Sometimes We Laugh, Sometimes We Cry… Embracing the Adversity of Graduate School

When you’re accepted into graduate school, whether it’s a Ph.D or Master’s program, you’re likely to hear two things:

“Congrats, you’re so smart, look at you go!”

...and...

“That’s going to be a lot of hard work. Are you sure?”

The reality is both are true. You are smart. You managed to make it to the next stage of school, a stage that is designed to not only test you academically but to also test you mentally. I made some of my fondest memories and forged friendships that I know will last a lifetime during my time as a Master’s student in the Cellular and Molecular program at San Diego State University (SDSU),.

However, the other part is also true. Graduate school has a way of finding your deepest insecurities and bringing them to the forefront of your mind in the times that you’re stressed out beyond belief and breaking down (fun fact for my fellow biologists out there: the 30C walk-in incubator is the most perfect place to have a warm little cry!). What you often don't see in that moment is that these moments will shape you into the scientist and the person you will become.

In my time at SDSU as a graduate student, I experienced adversity in ways I still have not truly processed. On my first day, I found my laboratory did not have funding. While my Principal Investigator was unique in the way he funded the lab, we still had to be smart about how we used our resources. We made our own reagents, used a quarter of enzymes that were in the instructions, and graciously accepted donations from other labs.
--*--
TASK ITEM:
Rewrite the graduate school essay between "In my time at" and "from other labs.", inclusive, with "SDSU" changed to "San Diego State University". Work only from the graduate school essay.
--*--
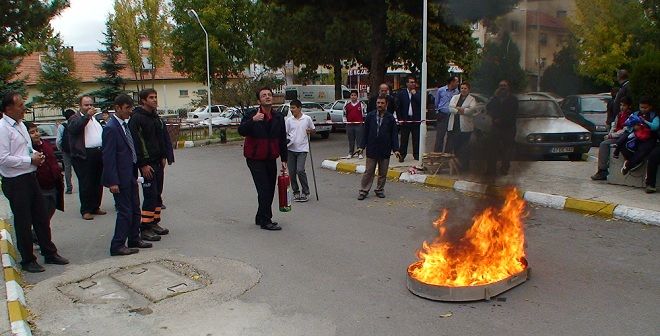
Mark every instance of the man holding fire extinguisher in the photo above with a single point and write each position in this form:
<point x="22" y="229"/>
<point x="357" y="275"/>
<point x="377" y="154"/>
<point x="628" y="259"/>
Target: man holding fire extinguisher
<point x="265" y="139"/>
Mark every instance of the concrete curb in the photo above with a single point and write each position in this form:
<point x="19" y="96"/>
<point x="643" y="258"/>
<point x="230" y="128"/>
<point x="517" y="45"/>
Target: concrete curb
<point x="16" y="305"/>
<point x="590" y="207"/>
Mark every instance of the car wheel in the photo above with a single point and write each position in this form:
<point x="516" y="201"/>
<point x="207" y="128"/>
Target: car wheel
<point x="576" y="156"/>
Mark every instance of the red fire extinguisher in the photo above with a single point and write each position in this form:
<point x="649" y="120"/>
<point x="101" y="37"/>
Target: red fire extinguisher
<point x="284" y="191"/>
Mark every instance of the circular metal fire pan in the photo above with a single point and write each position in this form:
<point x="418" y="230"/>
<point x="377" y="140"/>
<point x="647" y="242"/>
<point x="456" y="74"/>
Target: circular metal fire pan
<point x="466" y="293"/>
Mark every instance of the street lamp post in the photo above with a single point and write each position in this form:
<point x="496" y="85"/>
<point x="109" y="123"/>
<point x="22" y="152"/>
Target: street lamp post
<point x="422" y="126"/>
<point x="193" y="14"/>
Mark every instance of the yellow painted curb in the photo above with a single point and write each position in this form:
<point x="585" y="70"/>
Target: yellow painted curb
<point x="6" y="247"/>
<point x="346" y="167"/>
<point x="12" y="275"/>
<point x="393" y="174"/>
<point x="16" y="311"/>
<point x="597" y="208"/>
<point x="437" y="181"/>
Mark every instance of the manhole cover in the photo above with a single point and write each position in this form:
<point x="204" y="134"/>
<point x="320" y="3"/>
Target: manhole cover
<point x="155" y="281"/>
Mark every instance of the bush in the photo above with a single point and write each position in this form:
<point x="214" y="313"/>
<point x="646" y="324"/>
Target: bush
<point x="645" y="77"/>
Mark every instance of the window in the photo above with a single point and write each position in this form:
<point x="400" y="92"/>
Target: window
<point x="515" y="26"/>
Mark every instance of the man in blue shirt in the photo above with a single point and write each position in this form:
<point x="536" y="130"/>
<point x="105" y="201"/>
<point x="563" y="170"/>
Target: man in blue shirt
<point x="442" y="98"/>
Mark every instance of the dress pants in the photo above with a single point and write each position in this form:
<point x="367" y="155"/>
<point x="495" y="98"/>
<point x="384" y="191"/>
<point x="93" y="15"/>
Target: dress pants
<point x="27" y="205"/>
<point x="406" y="130"/>
<point x="66" y="158"/>
<point x="89" y="172"/>
<point x="296" y="165"/>
<point x="652" y="166"/>
<point x="441" y="124"/>
<point x="151" y="205"/>
<point x="264" y="175"/>
<point x="369" y="172"/>
<point x="127" y="225"/>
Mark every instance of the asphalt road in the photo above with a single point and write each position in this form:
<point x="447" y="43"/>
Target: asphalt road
<point x="341" y="263"/>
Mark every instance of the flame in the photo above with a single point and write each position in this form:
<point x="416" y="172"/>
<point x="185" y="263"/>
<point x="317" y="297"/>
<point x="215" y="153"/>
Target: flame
<point x="491" y="250"/>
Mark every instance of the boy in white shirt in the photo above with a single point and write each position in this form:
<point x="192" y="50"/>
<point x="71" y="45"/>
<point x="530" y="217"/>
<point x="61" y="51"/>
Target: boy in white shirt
<point x="298" y="126"/>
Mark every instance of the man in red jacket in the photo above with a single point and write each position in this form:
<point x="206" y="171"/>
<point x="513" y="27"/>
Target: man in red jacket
<point x="49" y="174"/>
<point x="265" y="139"/>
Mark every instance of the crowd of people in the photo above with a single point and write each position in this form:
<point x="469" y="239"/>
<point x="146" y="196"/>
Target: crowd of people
<point x="103" y="153"/>
<point x="635" y="135"/>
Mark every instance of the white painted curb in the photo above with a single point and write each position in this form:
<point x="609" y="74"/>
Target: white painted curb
<point x="637" y="215"/>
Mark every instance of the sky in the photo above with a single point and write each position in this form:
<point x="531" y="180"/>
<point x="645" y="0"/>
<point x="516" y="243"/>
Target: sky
<point x="83" y="23"/>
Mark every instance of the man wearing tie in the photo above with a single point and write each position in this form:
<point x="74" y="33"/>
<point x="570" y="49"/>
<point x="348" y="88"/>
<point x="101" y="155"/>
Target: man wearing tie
<point x="18" y="164"/>
<point x="85" y="136"/>
<point x="120" y="176"/>
<point x="409" y="116"/>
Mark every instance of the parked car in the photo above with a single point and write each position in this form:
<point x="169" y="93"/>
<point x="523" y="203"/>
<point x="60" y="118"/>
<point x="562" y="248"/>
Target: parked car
<point x="547" y="95"/>
<point x="48" y="133"/>
<point x="542" y="130"/>
<point x="230" y="115"/>
<point x="202" y="113"/>
<point x="590" y="111"/>
<point x="316" y="112"/>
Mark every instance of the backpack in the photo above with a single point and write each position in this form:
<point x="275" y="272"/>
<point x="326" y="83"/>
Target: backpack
<point x="65" y="139"/>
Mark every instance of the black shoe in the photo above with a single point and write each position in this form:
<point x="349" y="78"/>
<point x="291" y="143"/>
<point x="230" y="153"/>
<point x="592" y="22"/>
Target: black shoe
<point x="124" y="251"/>
<point x="601" y="175"/>
<point x="140" y="244"/>
<point x="271" y="227"/>
<point x="33" y="267"/>
<point x="147" y="234"/>
<point x="159" y="230"/>
<point x="56" y="259"/>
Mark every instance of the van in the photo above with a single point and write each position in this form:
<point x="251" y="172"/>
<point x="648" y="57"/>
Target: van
<point x="314" y="93"/>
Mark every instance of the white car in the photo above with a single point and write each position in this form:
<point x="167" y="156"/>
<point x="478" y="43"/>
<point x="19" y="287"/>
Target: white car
<point x="316" y="112"/>
<point x="542" y="129"/>
<point x="202" y="113"/>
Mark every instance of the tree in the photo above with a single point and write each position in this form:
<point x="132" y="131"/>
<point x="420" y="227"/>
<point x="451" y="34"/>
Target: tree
<point x="230" y="25"/>
<point x="125" y="25"/>
<point x="112" y="84"/>
<point x="563" y="78"/>
<point x="612" y="34"/>
<point x="25" y="25"/>
<point x="500" y="60"/>
<point x="56" y="82"/>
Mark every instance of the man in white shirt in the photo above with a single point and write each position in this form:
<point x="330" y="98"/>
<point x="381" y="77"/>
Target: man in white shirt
<point x="85" y="134"/>
<point x="298" y="126"/>
<point x="18" y="164"/>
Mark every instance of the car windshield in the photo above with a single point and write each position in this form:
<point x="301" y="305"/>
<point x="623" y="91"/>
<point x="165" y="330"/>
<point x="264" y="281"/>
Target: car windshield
<point x="313" y="106"/>
<point x="538" y="109"/>
<point x="595" y="104"/>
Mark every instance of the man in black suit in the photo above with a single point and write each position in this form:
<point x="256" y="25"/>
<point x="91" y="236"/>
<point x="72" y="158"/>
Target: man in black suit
<point x="409" y="115"/>
<point x="120" y="176"/>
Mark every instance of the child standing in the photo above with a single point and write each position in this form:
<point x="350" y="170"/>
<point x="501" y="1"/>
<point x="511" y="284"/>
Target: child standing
<point x="298" y="126"/>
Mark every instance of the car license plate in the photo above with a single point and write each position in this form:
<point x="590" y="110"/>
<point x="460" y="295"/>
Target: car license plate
<point x="561" y="150"/>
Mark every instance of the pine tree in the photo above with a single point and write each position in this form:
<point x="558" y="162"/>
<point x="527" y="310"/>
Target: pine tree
<point x="57" y="84"/>
<point x="112" y="84"/>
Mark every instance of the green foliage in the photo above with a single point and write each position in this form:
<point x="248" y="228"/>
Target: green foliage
<point x="231" y="25"/>
<point x="612" y="34"/>
<point x="56" y="82"/>
<point x="243" y="92"/>
<point x="112" y="84"/>
<point x="645" y="77"/>
<point x="25" y="25"/>
<point x="563" y="78"/>
<point x="500" y="60"/>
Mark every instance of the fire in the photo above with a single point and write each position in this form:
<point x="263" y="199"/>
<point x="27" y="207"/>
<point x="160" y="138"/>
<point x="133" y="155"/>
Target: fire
<point x="491" y="250"/>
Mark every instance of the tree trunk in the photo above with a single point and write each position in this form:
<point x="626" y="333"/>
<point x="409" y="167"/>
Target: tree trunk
<point x="378" y="51"/>
<point x="337" y="73"/>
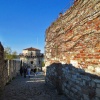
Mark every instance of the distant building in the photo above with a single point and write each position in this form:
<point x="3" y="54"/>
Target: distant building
<point x="32" y="57"/>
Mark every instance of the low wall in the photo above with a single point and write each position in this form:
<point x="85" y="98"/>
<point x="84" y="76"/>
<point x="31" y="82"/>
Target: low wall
<point x="12" y="68"/>
<point x="73" y="82"/>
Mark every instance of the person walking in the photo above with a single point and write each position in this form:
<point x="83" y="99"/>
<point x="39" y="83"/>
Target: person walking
<point x="21" y="70"/>
<point x="29" y="71"/>
<point x="25" y="71"/>
<point x="35" y="70"/>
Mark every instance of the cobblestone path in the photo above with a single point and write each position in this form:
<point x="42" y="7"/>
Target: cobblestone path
<point x="33" y="88"/>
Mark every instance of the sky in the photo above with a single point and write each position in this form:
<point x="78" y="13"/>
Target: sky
<point x="23" y="22"/>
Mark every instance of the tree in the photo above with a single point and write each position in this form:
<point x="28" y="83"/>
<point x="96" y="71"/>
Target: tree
<point x="8" y="54"/>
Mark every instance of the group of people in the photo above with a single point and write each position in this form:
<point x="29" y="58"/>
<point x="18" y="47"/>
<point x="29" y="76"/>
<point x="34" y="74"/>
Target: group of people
<point x="26" y="70"/>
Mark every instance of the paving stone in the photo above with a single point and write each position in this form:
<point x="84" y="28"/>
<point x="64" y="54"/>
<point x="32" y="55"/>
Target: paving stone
<point x="33" y="88"/>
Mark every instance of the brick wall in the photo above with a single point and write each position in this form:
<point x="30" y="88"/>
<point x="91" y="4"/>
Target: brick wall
<point x="74" y="39"/>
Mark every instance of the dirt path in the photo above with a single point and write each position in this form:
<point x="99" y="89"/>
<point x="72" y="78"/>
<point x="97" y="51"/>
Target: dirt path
<point x="33" y="88"/>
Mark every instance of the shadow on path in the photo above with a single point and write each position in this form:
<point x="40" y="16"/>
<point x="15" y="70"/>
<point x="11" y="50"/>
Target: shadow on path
<point x="33" y="88"/>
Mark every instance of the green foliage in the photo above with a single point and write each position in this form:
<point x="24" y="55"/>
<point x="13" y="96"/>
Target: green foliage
<point x="8" y="54"/>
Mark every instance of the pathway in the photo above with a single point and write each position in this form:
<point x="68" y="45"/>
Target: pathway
<point x="33" y="88"/>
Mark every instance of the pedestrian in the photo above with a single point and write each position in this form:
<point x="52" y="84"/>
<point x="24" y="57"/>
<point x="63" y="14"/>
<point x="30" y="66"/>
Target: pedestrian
<point x="25" y="71"/>
<point x="21" y="70"/>
<point x="34" y="70"/>
<point x="29" y="71"/>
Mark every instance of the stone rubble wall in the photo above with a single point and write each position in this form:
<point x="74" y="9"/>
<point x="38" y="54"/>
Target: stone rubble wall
<point x="74" y="39"/>
<point x="73" y="82"/>
<point x="9" y="69"/>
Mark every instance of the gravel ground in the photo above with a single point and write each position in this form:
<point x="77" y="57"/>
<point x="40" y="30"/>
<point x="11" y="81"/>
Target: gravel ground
<point x="33" y="88"/>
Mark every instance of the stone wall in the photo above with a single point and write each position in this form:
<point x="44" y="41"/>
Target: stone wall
<point x="74" y="40"/>
<point x="8" y="69"/>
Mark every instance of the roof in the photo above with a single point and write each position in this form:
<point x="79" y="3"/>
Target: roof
<point x="31" y="49"/>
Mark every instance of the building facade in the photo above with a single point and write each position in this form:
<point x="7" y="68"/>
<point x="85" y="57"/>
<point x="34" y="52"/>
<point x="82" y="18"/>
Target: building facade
<point x="32" y="57"/>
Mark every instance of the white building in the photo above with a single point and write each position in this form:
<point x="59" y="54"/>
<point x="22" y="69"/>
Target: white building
<point x="32" y="57"/>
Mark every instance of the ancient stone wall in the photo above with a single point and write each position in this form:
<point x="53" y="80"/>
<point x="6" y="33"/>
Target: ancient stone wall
<point x="74" y="40"/>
--*--
THE COMPLETED TASK:
In my time at San Diego State University as a graduate student, I experienced adversity in ways I still have not truly processed. On my first day, I found my laboratory did not have funding. While my Principal Investigator was unique in the way he funded the lab, we still had to be smart about how we used our resources. We made our own reagents, used a quarter of enzymes that were in the instructions, and graciously accepted donations from other labs.